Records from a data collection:
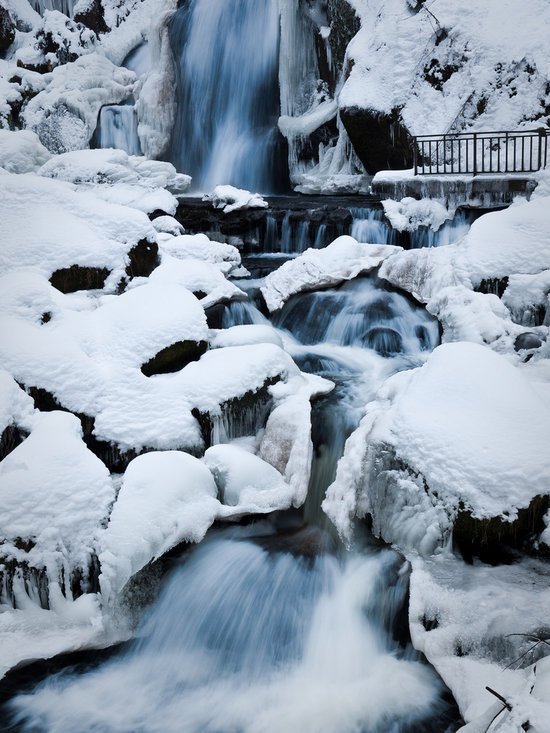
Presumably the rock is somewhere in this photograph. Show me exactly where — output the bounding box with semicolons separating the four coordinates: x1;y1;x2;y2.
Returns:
327;0;360;77
514;332;543;352
0;5;15;54
0;424;26;462
340;106;414;174
364;327;403;356
74;0;110;35
140;340;208;377
453;495;550;564
126;239;159;278
49;265;110;293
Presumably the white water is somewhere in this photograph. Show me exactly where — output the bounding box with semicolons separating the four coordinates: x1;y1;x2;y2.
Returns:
8;532;451;733
167;0;283;191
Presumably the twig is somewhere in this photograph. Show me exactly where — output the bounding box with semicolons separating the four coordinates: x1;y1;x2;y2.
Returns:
485;687;512;712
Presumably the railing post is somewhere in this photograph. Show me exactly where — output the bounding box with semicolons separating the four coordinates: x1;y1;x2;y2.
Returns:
473;132;477;175
413;138;418;175
538;129;546;171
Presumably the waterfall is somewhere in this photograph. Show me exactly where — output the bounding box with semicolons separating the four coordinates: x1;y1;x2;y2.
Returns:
29;0;75;17
94;105;142;155
167;0;286;192
350;207;399;245
7;531;457;733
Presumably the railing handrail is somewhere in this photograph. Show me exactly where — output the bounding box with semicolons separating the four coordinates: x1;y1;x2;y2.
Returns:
414;129;547;140
412;128;548;176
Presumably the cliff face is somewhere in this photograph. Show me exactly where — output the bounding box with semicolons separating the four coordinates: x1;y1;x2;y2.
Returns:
338;0;550;172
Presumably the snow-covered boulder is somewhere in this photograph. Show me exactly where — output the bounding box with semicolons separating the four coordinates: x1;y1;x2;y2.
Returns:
0;173;157;288
151;215;184;236
203;185;268;214
159;232;242;276
324;341;550;553
0;411;115;605
382;197;452;233
261;236;402;312
0;129;51;173
99;451;219;601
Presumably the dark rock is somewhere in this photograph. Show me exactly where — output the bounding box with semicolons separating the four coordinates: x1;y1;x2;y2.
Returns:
453;494;550;564
0;5;15;54
141;340;208;377
340;106;414;174
49;265;110;293
327;0;360;78
74;0;110;35
364;327;403;356
41;311;52;324
475;277;509;297
514;332;543;352
192;377;278;449
0;424;27;462
126;239;159;278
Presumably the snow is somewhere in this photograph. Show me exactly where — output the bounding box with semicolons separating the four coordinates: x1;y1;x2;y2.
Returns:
149;255;247;309
342;0;550;143
382;197;452;232
159;232;242;275
210;324;283;350
278;98;337;139
151;215;184;236
0;369;35;435
0;173;156;280
324;342;550;551
261;236;402;312
409;555;550;731
203;443;293;510
99;451;219;601
0;129;51;172
23;52;136;153
203;185;268;214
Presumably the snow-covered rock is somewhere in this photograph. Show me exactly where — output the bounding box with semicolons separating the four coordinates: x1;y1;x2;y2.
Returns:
151;215;184;236
0;129;51;173
324;341;550;552
203;184;268;214
261;236;402;312
159;232;242;276
99;451;219;601
382;197;453;233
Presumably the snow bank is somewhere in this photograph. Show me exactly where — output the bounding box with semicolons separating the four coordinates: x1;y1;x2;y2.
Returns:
261;236;402;312
409;555;550;730
203;185;268;214
324;342;550;551
99;451;219;600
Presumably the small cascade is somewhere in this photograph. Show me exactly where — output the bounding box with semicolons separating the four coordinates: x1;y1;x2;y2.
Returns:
350;207;399;245
168;0;286;192
29;0;75;16
123;42;150;79
7;531;457;733
94;105;141;155
409;208;476;248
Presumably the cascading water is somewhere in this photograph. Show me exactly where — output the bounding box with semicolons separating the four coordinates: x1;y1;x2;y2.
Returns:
167;0;287;192
6;531;457;733
94;105;142;155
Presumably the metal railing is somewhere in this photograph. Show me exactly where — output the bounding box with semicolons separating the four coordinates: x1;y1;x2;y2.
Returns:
413;129;548;175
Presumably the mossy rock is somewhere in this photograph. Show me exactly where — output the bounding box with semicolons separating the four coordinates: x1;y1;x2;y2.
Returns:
340;106;414;174
50;264;110;293
453;494;550;564
141;340;208;377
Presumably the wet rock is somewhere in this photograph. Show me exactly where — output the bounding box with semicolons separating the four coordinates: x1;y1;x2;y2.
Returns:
453;495;550;564
126;239;159;278
192;377;278;449
364;327;403;356
0;5;15;54
340;106;414;174
514;332;543;352
327;0;360;77
141;340;208;377
74;0;110;35
49;264;110;293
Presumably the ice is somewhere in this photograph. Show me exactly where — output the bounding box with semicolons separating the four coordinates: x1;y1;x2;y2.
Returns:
261;236;402;312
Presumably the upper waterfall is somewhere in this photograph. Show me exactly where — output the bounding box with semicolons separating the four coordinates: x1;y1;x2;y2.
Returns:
167;0;288;193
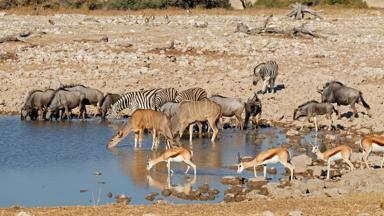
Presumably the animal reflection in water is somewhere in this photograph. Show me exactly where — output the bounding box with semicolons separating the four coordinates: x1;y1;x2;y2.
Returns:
147;173;197;197
109;148;148;186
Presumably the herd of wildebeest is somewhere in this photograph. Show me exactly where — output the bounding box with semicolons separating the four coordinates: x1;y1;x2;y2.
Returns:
20;60;384;180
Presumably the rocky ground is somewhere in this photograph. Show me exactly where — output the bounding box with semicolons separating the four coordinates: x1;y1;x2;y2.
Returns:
1;7;384;215
0;8;384;134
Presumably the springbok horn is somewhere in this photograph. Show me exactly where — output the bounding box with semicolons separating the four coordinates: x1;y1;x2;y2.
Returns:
237;152;241;163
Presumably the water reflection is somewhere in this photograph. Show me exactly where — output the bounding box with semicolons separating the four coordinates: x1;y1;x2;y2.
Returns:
0;116;308;207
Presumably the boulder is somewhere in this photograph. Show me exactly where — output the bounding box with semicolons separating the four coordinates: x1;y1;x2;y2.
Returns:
291;154;312;173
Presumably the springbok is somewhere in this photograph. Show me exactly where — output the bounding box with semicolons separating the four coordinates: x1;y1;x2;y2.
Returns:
360;135;384;169
236;147;295;180
311;144;354;179
147;147;196;177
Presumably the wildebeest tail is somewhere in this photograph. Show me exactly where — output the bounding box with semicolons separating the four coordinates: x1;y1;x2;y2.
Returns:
332;105;339;116
359;92;370;109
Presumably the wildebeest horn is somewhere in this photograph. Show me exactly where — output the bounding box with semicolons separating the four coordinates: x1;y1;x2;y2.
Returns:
237;152;241;163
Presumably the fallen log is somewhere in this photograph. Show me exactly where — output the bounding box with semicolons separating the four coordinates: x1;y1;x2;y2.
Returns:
0;31;32;43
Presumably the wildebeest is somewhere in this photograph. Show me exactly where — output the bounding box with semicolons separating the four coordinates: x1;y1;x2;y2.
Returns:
100;93;121;119
106;109;174;149
63;84;104;117
293;100;338;131
46;89;86;120
209;95;245;130
21;89;55;120
244;93;262;129
318;81;371;118
171;100;222;143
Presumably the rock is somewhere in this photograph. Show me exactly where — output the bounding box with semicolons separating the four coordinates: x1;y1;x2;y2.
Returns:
145;192;159;201
16;212;31;216
199;183;210;193
289;211;303;216
224;193;235;202
190;20;208;28
94;171;102;176
221;176;243;185
208;188;220;196
247;177;268;189
262;211;275;216
325;134;336;141
246;190;268;200
291;155;312;173
267;167;277;174
360;128;370;134
161;189;172;197
143;213;156;216
107;192;113;198
0;12;6;17
79;189;88;193
115;194;131;204
287;129;300;136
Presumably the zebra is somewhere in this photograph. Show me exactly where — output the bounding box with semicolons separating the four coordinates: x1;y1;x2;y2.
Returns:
252;60;279;94
154;88;178;110
110;88;161;118
174;87;208;103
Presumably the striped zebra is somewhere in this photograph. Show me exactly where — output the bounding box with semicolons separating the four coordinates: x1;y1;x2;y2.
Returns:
110;88;161;118
154;88;178;110
252;60;279;94
174;87;208;103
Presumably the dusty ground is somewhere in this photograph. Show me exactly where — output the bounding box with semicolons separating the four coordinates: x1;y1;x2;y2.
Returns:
1;193;383;216
1;7;384;215
0;8;384;133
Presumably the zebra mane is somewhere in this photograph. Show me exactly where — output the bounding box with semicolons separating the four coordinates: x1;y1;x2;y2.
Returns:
298;100;319;108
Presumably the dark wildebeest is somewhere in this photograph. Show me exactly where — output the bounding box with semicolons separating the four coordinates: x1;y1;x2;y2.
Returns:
46;89;86;120
100;93;121;119
209;95;245;130
318;81;371;119
244;93;262;129
21;89;55;120
63;84;104;117
293;100;338;132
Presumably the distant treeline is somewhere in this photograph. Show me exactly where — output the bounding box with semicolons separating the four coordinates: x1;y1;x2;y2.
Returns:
0;0;367;10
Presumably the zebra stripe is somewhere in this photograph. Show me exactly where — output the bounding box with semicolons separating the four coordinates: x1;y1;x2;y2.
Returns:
253;60;278;93
110;88;161;117
154;88;178;109
174;87;208;103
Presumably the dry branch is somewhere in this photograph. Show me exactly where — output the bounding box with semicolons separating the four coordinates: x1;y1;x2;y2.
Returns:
0;32;32;43
287;3;323;20
235;16;320;38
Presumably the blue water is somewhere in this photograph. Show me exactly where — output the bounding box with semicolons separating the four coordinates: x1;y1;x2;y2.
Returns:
0;116;292;207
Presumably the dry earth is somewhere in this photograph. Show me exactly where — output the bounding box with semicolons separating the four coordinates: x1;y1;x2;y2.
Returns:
0;8;384;134
1;8;384;215
1;193;384;216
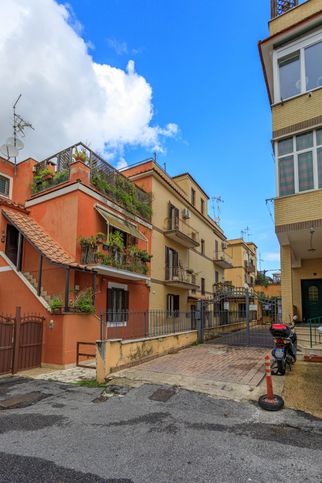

§ Task requirements
Return nothing but the lines running from the start of the data to the line with "Presumably the railing post", please, both ends included and no pictures.

§ Written response
Presumably the rock is somewhere in this photograph. Show me exactly where — output the bounding box with semicolons separating the four coordinates: x1;y1;x2;y2.
Returns:
327;0;360;77
514;332;543;352
0;5;15;54
0;424;26;462
340;106;414;174
364;327;403;356
74;0;110;35
140;340;208;377
453;495;550;564
126;239;159;278
49;265;110;293
Presumably the white water is somewhere in this photograph. Show me exactly where — output the bounding box with semicolons separating the four coordinates: x1;y1;x2;y2.
Returns:
8;532;451;733
167;0;283;191
Presumably the twig is somewhere in this photograph. Show me exactly where — output the bounding box with semicolons separating the four coordinates: x1;y1;x2;y2.
Returns:
485;687;512;712
Presumably the railing post is somewhere in this photograph. Show me exactly where — output the bounding box with semicolons separating the four coordinates: x1;y1;x2;y2.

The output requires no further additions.